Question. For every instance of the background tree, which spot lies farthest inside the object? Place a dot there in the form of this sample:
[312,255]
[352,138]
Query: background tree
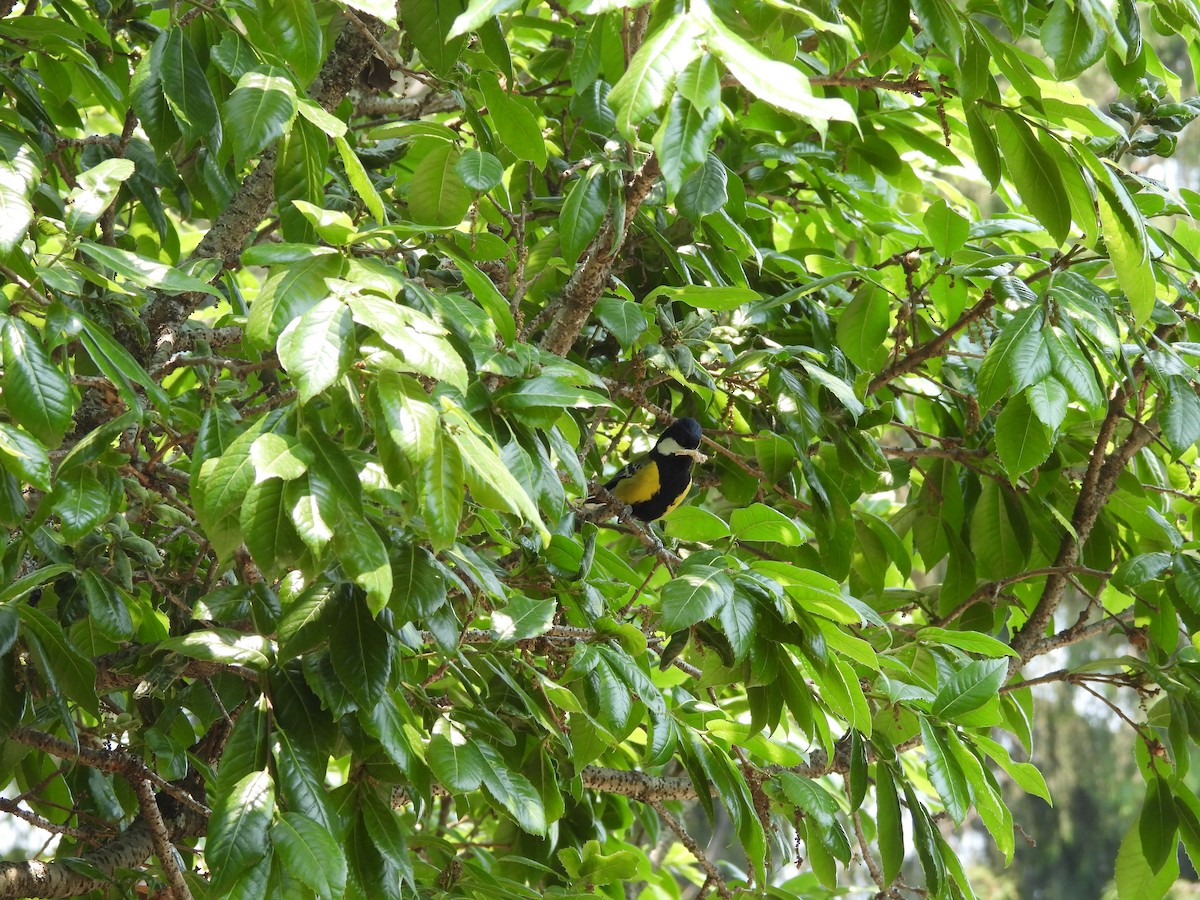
[317,321]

Activity -> Your answer must be the records above, copied exactly, with no pictures.

Result below ->
Question. For every instance of the background tree, which spot lies farthest inside the object? Place a dot there in the form of this sample:
[312,255]
[352,138]
Query: background tree
[317,321]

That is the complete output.